→ Instruction A
Translate this sentence from the mailing-list reply about git status into Spanish: "That would be quite different from the current index and stat-cache design, and I have no plans in that area."

→ Source passage

Re: git status always modifies index?

[Date Prev][Date Next][Thread Prev][Thread Next][Date Index][Thread Index]

 



On Mon, Nov 27, 2017 at 09:47:20AM +0900, Junio C Hamano wrote:

> Jeff King <peff@xxxxxxxx> writes:
> 
> > I'm not sure I agree. Lockless writes are actually fine for the original
> > use case of --no-optional-locks (which is a process for the same user
> > that just happens to run in the background).
> 
> The phrase "lockless write" scares me---it sounds as if you
> overwrite the index file no matter what other people (including
> another instance of yourself) are doing to it.  

Ick, no, that would be quite bad. ;)

I only meant that if we "somehow" had a way in the future to update the
stat cache without affecting the other parts of the index, and without
causing lock contention that causes other readers to barf, it could be
triggered even under this option.

That would be quite different from the current index and stat-cache
design, and I have no plans in that area.

Writes to the object database _are_ lockless now (it is OK if two
writers collide, because they are by definition writing the same data).

→ Exercise materials
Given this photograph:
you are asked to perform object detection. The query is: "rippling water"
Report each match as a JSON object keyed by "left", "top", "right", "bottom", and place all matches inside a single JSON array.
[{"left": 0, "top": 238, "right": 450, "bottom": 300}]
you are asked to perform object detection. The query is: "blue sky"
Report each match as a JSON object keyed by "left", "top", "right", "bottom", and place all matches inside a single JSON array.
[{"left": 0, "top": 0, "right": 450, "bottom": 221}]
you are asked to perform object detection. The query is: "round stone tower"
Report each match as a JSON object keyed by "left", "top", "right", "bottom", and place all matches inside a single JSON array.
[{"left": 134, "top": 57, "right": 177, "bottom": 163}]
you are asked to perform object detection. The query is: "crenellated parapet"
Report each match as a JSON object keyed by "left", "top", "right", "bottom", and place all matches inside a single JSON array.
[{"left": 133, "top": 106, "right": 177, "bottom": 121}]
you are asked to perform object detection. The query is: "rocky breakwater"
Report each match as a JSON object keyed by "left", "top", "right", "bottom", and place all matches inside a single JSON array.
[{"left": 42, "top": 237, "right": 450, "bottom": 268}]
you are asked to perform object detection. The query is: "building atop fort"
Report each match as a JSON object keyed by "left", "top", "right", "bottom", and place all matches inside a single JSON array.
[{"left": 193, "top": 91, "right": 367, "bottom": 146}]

→ Instruction B
Locate every line of the listing above that contains the string "asked", and copy each of those lines. Case counts.

→ Reply A
Eso sería bastante distinto del diseño actual del índice y de la caché de stat, y no tengo planes en esa área.

→ Reply B
you are asked to perform object detection. The query is: "rippling water"
you are asked to perform object detection. The query is: "blue sky"
you are asked to perform object detection. The query is: "round stone tower"
you are asked to perform object detection. The query is: "crenellated parapet"
you are asked to perform object detection. The query is: "rocky breakwater"
you are asked to perform object detection. The query is: "building atop fort"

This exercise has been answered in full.